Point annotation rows
◆ ◆ ◆
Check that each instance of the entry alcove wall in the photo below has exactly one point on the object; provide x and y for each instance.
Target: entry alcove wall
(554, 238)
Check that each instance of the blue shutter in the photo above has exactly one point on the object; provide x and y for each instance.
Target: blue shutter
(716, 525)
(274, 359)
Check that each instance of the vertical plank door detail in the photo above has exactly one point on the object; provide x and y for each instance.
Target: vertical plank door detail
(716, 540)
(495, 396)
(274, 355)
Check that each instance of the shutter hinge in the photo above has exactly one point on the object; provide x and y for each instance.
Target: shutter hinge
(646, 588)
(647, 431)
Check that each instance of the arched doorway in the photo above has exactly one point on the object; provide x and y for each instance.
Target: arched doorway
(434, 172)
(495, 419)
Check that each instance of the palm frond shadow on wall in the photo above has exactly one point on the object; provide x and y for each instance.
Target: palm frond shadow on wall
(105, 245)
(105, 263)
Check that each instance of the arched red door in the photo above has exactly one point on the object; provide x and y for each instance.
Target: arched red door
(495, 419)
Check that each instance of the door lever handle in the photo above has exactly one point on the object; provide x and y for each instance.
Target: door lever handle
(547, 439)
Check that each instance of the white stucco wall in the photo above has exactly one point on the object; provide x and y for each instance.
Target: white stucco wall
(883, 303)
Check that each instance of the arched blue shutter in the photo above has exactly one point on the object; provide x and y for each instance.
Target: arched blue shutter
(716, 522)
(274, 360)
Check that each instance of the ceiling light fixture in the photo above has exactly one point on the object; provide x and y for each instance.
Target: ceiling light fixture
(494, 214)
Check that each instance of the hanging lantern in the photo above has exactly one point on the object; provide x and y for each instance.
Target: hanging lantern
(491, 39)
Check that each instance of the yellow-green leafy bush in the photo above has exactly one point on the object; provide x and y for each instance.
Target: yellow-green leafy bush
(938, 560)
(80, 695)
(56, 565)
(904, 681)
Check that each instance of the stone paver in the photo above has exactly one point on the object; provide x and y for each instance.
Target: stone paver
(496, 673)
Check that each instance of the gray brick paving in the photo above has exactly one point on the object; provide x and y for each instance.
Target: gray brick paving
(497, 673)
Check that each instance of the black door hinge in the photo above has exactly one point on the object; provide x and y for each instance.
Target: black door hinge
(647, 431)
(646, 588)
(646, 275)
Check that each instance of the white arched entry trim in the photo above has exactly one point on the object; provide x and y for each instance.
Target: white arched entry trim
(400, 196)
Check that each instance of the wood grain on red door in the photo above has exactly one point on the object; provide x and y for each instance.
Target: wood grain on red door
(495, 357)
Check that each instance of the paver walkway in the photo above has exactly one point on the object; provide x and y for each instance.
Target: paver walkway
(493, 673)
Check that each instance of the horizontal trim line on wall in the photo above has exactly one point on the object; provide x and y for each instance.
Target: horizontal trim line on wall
◆ ◆ ◆
◆ **Job**
Lay out each line of the rows above as a numbered list, skipping any blank lines.

◆ **Exercise result**
1. Check that each instance of the entry alcove wall in the photo below has exactly one point on the object; provide x and y for each instance.
2. Target: entry alcove wall
3. (554, 238)
4. Check that each instance of the blue shutter in the photo above has exactly one point on the object; provide x and y for each instance.
5. Target: blue shutter
6. (716, 525)
7. (274, 359)
8. Check that each instance of the vertical plank door detail in the photo above has exactly one point on the object; provide x and y for each instance.
9. Target: vertical plank door detail
10. (716, 540)
11. (495, 396)
12. (274, 355)
13. Check that each instance of the shutter hinge in the photo above has exactly one point on the object; provide x and y for each instance.
14. Target: shutter hinge
15. (646, 588)
16. (647, 431)
17. Check that each instance of the arched doorway in the photo above has exactly one point on the object; provide x and y for each instance.
18. Target: arched doorway
19. (434, 172)
20. (495, 419)
21. Check that each instance of the palm frond shadow on wall in the photo above has exactly one point on the object; provide x and y for each instance.
22. Target: palm frond shadow on wall
23. (105, 245)
24. (105, 263)
25. Check that each instance of the arched red door in the photo above has exactly one point on the object; provide x and y for each instance.
26. Target: arched red door
27. (495, 419)
28. Check that each instance of the door lever handle in the photo above has exactly one point on the object; provide x and y for each instance.
29. Target: door lever handle
30. (547, 439)
31. Check that each instance of the white stucco wall in the photo above has exactly one point on the object; provide x and y for each instance.
32. Target: white stucco wall
33. (883, 303)
34. Check that each instance of the arched blue shutter in the photo above has exactly one point on the object; provide x and y for each instance.
35. Target: arched blue shutter
36. (716, 522)
37. (274, 360)
38. Check that each instance of the ceiling light fixture in the photo above has exactly one point on the object; provide x and y for each instance.
39. Target: ceiling light fixture
40. (494, 214)
41. Check that each instance of the hanging lantern in the photo above has exactly one point on the object; provide x and y for each instance.
42. Target: hanging lantern
43. (491, 39)
44. Check that each instance of the yellow-green leafy bush in the photo above has exactly one point on the object; provide x and y for each instance.
45. Target: yellow-green leafy bush
46. (938, 560)
47. (80, 695)
48. (56, 565)
49. (904, 681)
50. Check that each instance of the stone paver in the photo above has exactly one point on the object; provide x and y for each instance.
51. Target: stone paver
52. (496, 673)
53. Check that each instance of the gray brick paving in the photo above has exactly one point on the object; provide x and y for each instance.
54. Target: gray brick paving
55. (497, 673)
56. Check that each instance of the black door hinge in the photo above has exactly one point on the object; provide x and y for each instance.
57. Target: black door hinge
58. (647, 431)
59. (646, 588)
60. (646, 275)
61. Check that each instance of the white arched entry trim in the photo above has exactly one point on the object; provide x and y for each instance.
62. Target: white arched entry trim
63. (400, 196)
64. Check that each instance of the wood grain on red door in the photo above has exactly one point on the object; provide x and y for each instance.
65. Target: wood grain on red door
66. (495, 357)
67. Check that each instance of the paver walkway in the photo above has exactly one point on the object; provide x and y for each instance.
68. Target: paver walkway
69. (493, 673)
70. Check that each instance of the horizontal trim line on wall in the photo above has exactly one point on the object; provide x and y for each instance.
71. Target: horizontal trim line on wall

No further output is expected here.